* **AIM**: Echo every line of the rows below, starting at the beginning of the rows and continuing through the line that contains "192 47 L 191", with both ends included. Omit the pictures from your answer.

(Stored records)
---------------

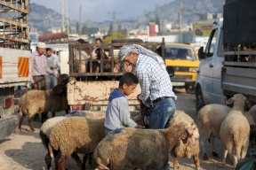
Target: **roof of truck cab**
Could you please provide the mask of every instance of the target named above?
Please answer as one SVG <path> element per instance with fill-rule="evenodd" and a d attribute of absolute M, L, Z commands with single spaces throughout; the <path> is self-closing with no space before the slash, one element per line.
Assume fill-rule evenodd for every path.
<path fill-rule="evenodd" d="M 192 47 L 191 45 L 186 43 L 173 43 L 173 42 L 165 42 L 165 46 L 182 46 L 182 47 Z"/>

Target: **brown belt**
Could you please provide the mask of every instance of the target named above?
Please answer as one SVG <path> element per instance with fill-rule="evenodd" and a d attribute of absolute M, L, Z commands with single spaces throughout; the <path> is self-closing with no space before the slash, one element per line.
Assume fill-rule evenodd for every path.
<path fill-rule="evenodd" d="M 153 100 L 152 102 L 153 102 L 153 104 L 156 104 L 157 102 L 160 102 L 164 98 L 167 98 L 167 97 L 162 97 L 156 98 L 156 100 Z"/>
<path fill-rule="evenodd" d="M 44 77 L 44 75 L 34 75 L 33 77 Z"/>

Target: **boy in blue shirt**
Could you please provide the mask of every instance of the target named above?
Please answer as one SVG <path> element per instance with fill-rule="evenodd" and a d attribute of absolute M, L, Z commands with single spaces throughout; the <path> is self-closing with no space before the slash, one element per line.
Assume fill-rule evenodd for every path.
<path fill-rule="evenodd" d="M 119 88 L 115 89 L 109 96 L 105 119 L 105 135 L 116 128 L 127 127 L 144 128 L 131 119 L 128 100 L 125 96 L 134 92 L 139 80 L 132 73 L 124 73 L 119 81 Z"/>

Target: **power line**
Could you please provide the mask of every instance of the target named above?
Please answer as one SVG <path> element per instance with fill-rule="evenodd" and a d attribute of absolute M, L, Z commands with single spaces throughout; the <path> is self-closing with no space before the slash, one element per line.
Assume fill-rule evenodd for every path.
<path fill-rule="evenodd" d="M 116 35 L 116 14 L 121 14 L 120 12 L 116 12 L 116 11 L 113 11 L 112 12 L 108 12 L 108 14 L 110 14 L 110 15 L 113 15 L 112 16 L 112 19 L 113 19 L 113 28 L 114 28 L 114 37 L 115 37 L 115 39 L 116 38 L 117 38 L 117 35 Z"/>
<path fill-rule="evenodd" d="M 62 31 L 68 33 L 69 35 L 69 22 L 68 22 L 68 0 L 62 0 Z"/>

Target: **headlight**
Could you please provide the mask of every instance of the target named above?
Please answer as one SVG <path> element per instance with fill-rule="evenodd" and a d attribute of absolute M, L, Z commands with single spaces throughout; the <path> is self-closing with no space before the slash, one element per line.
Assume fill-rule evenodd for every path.
<path fill-rule="evenodd" d="M 190 72 L 194 72 L 196 73 L 198 71 L 198 67 L 193 67 L 193 68 L 189 68 Z"/>

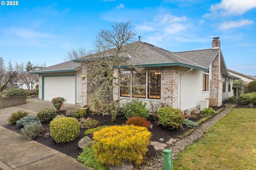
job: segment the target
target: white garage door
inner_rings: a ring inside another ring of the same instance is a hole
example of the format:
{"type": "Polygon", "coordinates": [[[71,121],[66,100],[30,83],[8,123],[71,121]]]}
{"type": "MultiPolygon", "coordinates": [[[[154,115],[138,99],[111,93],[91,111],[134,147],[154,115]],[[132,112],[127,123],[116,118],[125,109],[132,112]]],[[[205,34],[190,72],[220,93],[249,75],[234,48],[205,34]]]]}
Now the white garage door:
{"type": "Polygon", "coordinates": [[[44,100],[52,101],[57,97],[64,98],[66,103],[76,104],[76,77],[44,77],[44,100]]]}

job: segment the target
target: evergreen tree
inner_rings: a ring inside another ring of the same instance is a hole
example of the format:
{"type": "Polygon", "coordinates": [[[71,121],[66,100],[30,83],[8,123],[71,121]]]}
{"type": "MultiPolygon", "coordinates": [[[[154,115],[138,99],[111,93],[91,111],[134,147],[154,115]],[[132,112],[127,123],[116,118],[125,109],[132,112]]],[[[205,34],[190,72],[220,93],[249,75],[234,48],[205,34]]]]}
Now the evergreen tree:
{"type": "Polygon", "coordinates": [[[34,66],[33,65],[33,64],[30,63],[30,61],[28,62],[28,64],[26,64],[26,70],[27,71],[30,71],[32,70],[34,66]]]}
{"type": "Polygon", "coordinates": [[[2,73],[5,72],[6,70],[4,61],[3,58],[0,57],[0,72],[2,73]]]}
{"type": "Polygon", "coordinates": [[[13,67],[12,66],[12,62],[10,60],[9,62],[8,65],[7,67],[7,71],[13,71],[13,67]]]}

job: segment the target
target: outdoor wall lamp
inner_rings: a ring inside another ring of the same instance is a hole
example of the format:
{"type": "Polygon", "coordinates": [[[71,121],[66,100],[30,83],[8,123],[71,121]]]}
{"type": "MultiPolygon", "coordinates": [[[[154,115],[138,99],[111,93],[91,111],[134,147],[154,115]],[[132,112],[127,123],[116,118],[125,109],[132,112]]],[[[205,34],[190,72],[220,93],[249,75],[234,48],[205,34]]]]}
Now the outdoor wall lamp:
{"type": "Polygon", "coordinates": [[[81,77],[82,78],[82,79],[83,80],[84,80],[86,77],[86,75],[82,75],[81,76],[81,77]]]}

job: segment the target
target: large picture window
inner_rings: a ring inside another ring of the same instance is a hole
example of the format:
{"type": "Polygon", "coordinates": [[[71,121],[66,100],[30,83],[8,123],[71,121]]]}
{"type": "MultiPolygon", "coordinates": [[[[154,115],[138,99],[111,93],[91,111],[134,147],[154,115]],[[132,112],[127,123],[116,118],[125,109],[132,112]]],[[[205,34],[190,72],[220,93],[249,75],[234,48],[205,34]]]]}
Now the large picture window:
{"type": "Polygon", "coordinates": [[[130,76],[131,71],[123,70],[120,74],[121,78],[121,96],[125,97],[130,97],[131,96],[130,92],[130,76]]]}
{"type": "Polygon", "coordinates": [[[208,74],[203,74],[203,91],[209,91],[208,74]]]}
{"type": "Polygon", "coordinates": [[[161,69],[148,70],[148,98],[161,97],[161,69]]]}
{"type": "Polygon", "coordinates": [[[225,93],[226,92],[226,78],[225,77],[222,78],[222,84],[223,86],[222,88],[222,92],[225,93]]]}
{"type": "Polygon", "coordinates": [[[142,72],[132,70],[132,96],[146,98],[146,70],[142,72]]]}

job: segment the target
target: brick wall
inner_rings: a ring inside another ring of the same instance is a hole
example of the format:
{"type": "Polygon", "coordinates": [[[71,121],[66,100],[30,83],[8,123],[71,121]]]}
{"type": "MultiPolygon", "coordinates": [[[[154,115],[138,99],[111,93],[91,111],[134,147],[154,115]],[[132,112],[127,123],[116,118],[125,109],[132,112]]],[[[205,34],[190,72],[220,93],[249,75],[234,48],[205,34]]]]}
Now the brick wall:
{"type": "Polygon", "coordinates": [[[161,73],[161,101],[168,102],[170,106],[178,108],[178,66],[164,67],[161,73]]]}
{"type": "Polygon", "coordinates": [[[220,53],[219,52],[212,63],[212,79],[210,80],[210,106],[220,106],[222,105],[222,82],[221,74],[220,53]]]}

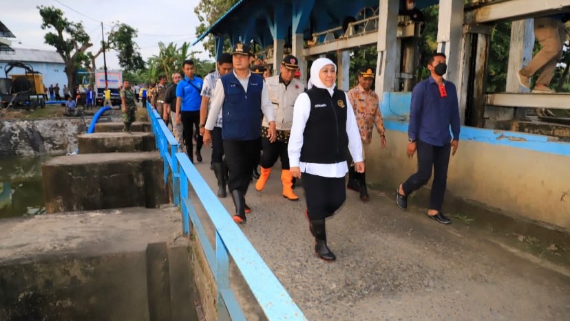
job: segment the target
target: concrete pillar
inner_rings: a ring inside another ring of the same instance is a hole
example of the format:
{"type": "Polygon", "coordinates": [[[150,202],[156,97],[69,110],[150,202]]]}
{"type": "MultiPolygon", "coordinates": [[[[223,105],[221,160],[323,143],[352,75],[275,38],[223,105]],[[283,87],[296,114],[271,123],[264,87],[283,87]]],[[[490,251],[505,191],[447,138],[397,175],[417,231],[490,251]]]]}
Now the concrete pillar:
{"type": "Polygon", "coordinates": [[[348,50],[337,52],[337,88],[344,91],[350,89],[350,52],[348,50]]]}
{"type": "MultiPolygon", "coordinates": [[[[437,51],[447,56],[445,79],[457,85],[459,74],[463,30],[464,0],[440,0],[437,24],[437,51]]],[[[459,91],[458,91],[458,94],[459,91]]]]}
{"type": "Polygon", "coordinates": [[[399,0],[379,0],[378,19],[378,59],[376,63],[376,92],[382,100],[386,91],[394,91],[399,0]]]}
{"type": "Polygon", "coordinates": [[[293,55],[297,57],[299,61],[299,70],[301,71],[301,80],[304,84],[307,83],[306,70],[305,69],[305,57],[303,56],[303,47],[304,41],[303,40],[303,34],[295,34],[293,35],[293,41],[291,42],[293,47],[291,52],[293,55]]]}
{"type": "Polygon", "coordinates": [[[279,66],[283,60],[283,47],[285,41],[273,38],[273,76],[279,74],[279,66]]]}
{"type": "MultiPolygon", "coordinates": [[[[534,19],[519,20],[511,24],[511,47],[509,48],[509,67],[507,69],[507,92],[528,93],[530,89],[520,86],[516,73],[532,59],[534,47],[534,19]]],[[[515,118],[525,119],[526,109],[515,109],[515,118]]]]}

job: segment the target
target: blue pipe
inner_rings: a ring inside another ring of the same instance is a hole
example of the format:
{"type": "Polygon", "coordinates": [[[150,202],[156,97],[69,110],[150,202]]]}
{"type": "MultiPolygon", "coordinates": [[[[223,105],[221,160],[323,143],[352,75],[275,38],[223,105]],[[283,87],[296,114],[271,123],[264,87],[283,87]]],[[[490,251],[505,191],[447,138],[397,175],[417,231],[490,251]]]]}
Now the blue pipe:
{"type": "Polygon", "coordinates": [[[111,107],[109,106],[105,106],[104,107],[101,107],[99,110],[95,113],[95,115],[93,115],[93,119],[91,120],[91,124],[89,125],[89,129],[87,130],[87,133],[90,134],[95,131],[95,124],[97,124],[97,120],[98,120],[99,117],[103,115],[103,113],[105,111],[110,110],[111,107]]]}

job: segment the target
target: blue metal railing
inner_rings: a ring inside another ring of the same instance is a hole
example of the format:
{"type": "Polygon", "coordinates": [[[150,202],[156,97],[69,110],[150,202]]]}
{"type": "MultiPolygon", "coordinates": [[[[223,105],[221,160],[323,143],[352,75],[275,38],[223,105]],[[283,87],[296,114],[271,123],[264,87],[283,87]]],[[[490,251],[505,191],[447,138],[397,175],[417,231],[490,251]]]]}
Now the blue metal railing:
{"type": "Polygon", "coordinates": [[[189,235],[189,222],[191,221],[215,279],[218,319],[224,320],[229,317],[233,320],[246,320],[235,295],[230,288],[229,258],[231,255],[268,320],[307,320],[231,219],[188,156],[184,153],[177,153],[178,144],[176,140],[156,111],[149,103],[147,104],[147,110],[156,137],[156,146],[165,160],[165,184],[169,168],[173,173],[174,203],[178,205],[180,201],[181,204],[182,233],[189,235]],[[169,145],[171,146],[170,153],[169,145]],[[189,183],[198,197],[197,200],[191,200],[188,196],[189,183]],[[208,240],[206,230],[194,208],[194,202],[197,201],[201,202],[215,228],[215,247],[208,240]],[[226,312],[227,315],[224,318],[226,312]]]}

---------------

* **ANSWER**:
Target: **roof of truck cab**
Could you please provide the mask of every instance of the target named above?
Please answer as one SVG <path> element per instance with fill-rule="evenodd" and a d attribute of absolute M, L, Z commands with single spaces throughout; the <path> is self-closing with no space before the slash, one element per line.
Assume fill-rule evenodd for every path.
<path fill-rule="evenodd" d="M 192 47 L 191 45 L 186 43 L 173 43 L 173 42 L 165 42 L 165 46 L 182 46 L 182 47 Z"/>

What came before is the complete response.